Trecho selecionado:
========
21 Fevereiro 2011
"Na hora da crise desses poucos, generosidade, flexibilidade, repasse de recursos públicos - na forma de "renúncia fiscal". Pouco depois, na hora da urgente necessidade de reequilíbrio fiscal, só os que são remunerados a partir do salário mínimo são lembrados como contribuintes!", escreve Ivo Poletto.
E pergunta: "Até quando nossos governantes continuarão decidindo políticas que têm a ver com a sobrevivência de milhões de brasileiros e brasileiras com argumentos cínicos, dando impressão de que tomam decisões com seriedade e responsabilidade, quando, na realidade, escondem as responsabilidades e ampliam os privilégios das elites econômicas, fazendo que o Brasil continue o sétimo país com maior desigualdade social, que é o reverso da concentração da riqueza e da renda em poucas e, por enquanto, poderosas mãos?"
Ivo Poletto é assessor de pastorais e movimentos sociais. Trabalhou durante os dois primeiros anos do governo Lula como assessor do Programa Fome Zero e foi o primeiro secretário-executivo da Comissão Pastoral da Terra (CPT). Autor, entre outros, do livro Brasil, oportunidades perdidas: Meus dois anos no governo Lula (Rio de Janeiro: Garamond, 2005), é cientista social e educador popular.
========
Excertos do material:

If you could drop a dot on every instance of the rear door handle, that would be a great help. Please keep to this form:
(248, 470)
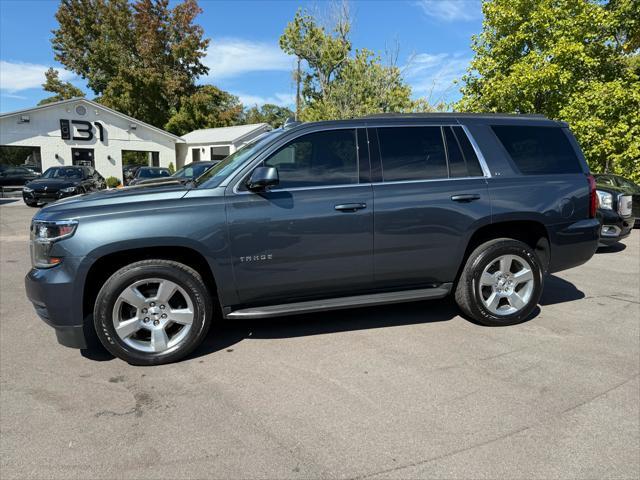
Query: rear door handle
(467, 197)
(350, 207)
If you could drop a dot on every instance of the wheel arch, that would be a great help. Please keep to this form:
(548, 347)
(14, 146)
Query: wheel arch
(108, 263)
(532, 232)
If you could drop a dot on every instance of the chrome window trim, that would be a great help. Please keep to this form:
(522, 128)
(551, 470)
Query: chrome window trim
(476, 149)
(318, 128)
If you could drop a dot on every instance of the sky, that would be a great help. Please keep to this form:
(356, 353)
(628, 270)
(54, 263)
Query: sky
(432, 38)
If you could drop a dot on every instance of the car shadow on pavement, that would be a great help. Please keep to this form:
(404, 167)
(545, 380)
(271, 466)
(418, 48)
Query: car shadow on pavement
(557, 290)
(615, 248)
(226, 333)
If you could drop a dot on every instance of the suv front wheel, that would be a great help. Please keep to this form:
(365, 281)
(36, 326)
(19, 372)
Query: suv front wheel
(153, 312)
(501, 283)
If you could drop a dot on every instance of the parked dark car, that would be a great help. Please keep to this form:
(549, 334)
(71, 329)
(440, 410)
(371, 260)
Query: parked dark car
(59, 182)
(615, 211)
(185, 174)
(319, 216)
(626, 186)
(129, 172)
(149, 173)
(11, 176)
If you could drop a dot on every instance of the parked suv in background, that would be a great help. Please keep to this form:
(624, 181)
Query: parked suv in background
(185, 174)
(616, 210)
(320, 216)
(60, 182)
(149, 173)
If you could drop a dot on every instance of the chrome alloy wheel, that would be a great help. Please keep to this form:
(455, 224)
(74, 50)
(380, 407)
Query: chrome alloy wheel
(153, 315)
(506, 285)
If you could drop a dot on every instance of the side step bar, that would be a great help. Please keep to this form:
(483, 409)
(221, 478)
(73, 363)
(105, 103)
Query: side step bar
(342, 302)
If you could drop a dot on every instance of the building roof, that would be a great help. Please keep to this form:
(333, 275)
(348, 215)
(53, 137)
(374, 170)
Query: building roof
(225, 135)
(95, 105)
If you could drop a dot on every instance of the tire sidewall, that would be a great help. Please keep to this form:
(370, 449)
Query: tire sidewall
(489, 255)
(109, 293)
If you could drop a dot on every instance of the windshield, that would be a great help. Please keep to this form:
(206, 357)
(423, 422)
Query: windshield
(152, 173)
(58, 172)
(192, 171)
(215, 175)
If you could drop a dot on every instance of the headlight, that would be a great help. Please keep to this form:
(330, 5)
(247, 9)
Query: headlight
(606, 200)
(43, 236)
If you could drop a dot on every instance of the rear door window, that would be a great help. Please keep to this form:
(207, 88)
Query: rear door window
(538, 150)
(318, 159)
(412, 153)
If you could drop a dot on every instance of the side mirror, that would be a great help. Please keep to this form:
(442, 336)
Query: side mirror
(263, 178)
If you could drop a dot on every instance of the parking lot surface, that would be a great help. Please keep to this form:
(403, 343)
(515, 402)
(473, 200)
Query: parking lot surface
(404, 391)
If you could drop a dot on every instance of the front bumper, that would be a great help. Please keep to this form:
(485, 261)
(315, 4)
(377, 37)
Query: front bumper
(45, 197)
(52, 292)
(614, 227)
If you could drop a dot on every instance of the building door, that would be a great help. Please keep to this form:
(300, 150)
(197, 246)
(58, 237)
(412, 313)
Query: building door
(83, 156)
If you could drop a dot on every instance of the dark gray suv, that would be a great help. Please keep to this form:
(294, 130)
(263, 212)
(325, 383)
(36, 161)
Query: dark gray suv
(321, 216)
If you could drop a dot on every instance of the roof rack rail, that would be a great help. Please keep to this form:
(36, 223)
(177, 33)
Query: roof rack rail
(453, 114)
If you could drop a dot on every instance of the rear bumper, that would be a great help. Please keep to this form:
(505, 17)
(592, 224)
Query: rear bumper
(574, 244)
(52, 293)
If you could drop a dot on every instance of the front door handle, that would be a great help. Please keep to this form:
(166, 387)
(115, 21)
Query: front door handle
(350, 207)
(467, 197)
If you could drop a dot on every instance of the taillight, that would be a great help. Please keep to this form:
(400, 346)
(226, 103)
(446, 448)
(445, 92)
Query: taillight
(593, 197)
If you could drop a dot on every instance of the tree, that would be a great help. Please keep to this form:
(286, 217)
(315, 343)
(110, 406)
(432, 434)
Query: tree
(571, 60)
(208, 107)
(274, 115)
(335, 83)
(62, 90)
(141, 58)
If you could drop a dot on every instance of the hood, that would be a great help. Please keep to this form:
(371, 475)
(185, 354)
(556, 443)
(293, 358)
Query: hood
(112, 201)
(52, 184)
(162, 180)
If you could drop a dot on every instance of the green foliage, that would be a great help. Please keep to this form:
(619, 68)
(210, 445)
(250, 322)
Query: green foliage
(132, 157)
(113, 182)
(62, 90)
(337, 84)
(274, 115)
(140, 58)
(208, 107)
(573, 60)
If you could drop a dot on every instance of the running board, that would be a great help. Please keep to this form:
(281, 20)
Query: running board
(342, 302)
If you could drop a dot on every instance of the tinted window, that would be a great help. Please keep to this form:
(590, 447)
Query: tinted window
(412, 153)
(463, 162)
(322, 158)
(538, 150)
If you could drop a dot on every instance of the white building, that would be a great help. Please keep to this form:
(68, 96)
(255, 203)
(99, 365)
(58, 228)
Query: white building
(216, 143)
(83, 132)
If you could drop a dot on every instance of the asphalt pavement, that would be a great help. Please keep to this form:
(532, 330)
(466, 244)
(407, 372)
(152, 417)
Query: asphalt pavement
(403, 391)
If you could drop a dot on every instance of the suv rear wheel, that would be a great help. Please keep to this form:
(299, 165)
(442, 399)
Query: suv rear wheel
========
Suas tarefas:
- a) Verifique se cada afirmação concorda com o trecho selecionado e responda "sim" ou "não", citando literalmente as palavras decisivas: (i) Ivo Poletto foi o primeiro secretário-executivo da Comissão Pastoral da Terra; (ii) Ivo Poletto atuou como assessor do Programa Fome Zero durante quatro anos; (iii) segundo a pergunta citada, o Brasil continua sendo o sétimo país com maior desigualdade social.
- b) Traduza para o inglês esta frase do trecho selecionado: "Ivo Poletto é assessor de pastorais e movimentos sociais."
- c) Com base no último parágrafo do trecho selecionado, enumere todas as funções, cargos e qualificações atribuídos a Ivo Poletto.

Respostas por tarefa:
- a)
(i) Sim: "foi o primeiro secretário-executivo da Comissão Pastoral da Terra (CPT)".
(ii) Não: "Trabalhou durante os dois primeiros anos do governo Lula como assessor do Programa Fome Zero".
(iii) Sim: "fazendo que o Brasil continue o sétimo país com maior desigualdade social".

- b) Ivo Poletto is an advisor to pastoral ministries and social movements.

- c)
- assessor de pastorais e movimentos sociais
- assessor do Programa Fome Zero
- primeiro secretário-executivo da Comissão Pastoral da Terra (CPT)
- autor do livro Brasil, oportunidades perdidas: Meus dois anos no governo Lula, entre outros
- cientista social
- educador popular